→ **WRITTEN PROBLEM**
Rewrite the lines of the material with every "instance" renamed to "occurrence" and everything else kept the same, leaving out the picture.

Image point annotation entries

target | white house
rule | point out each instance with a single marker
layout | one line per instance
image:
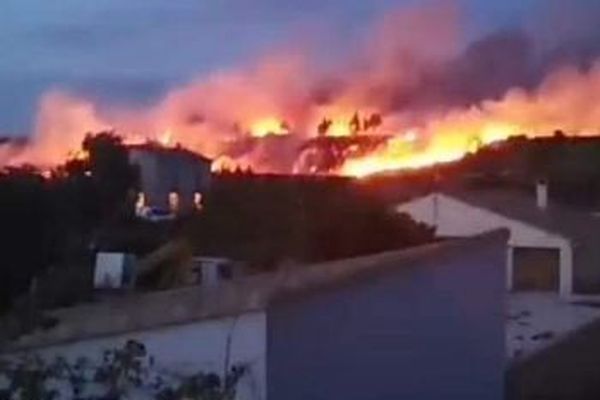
(380, 326)
(551, 247)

→ **SOLUTION FOR THIS PROBLEM**
target | white house
rule | point out each occurrence with a single marker
layout | one line per occurrence
image:
(380, 326)
(551, 247)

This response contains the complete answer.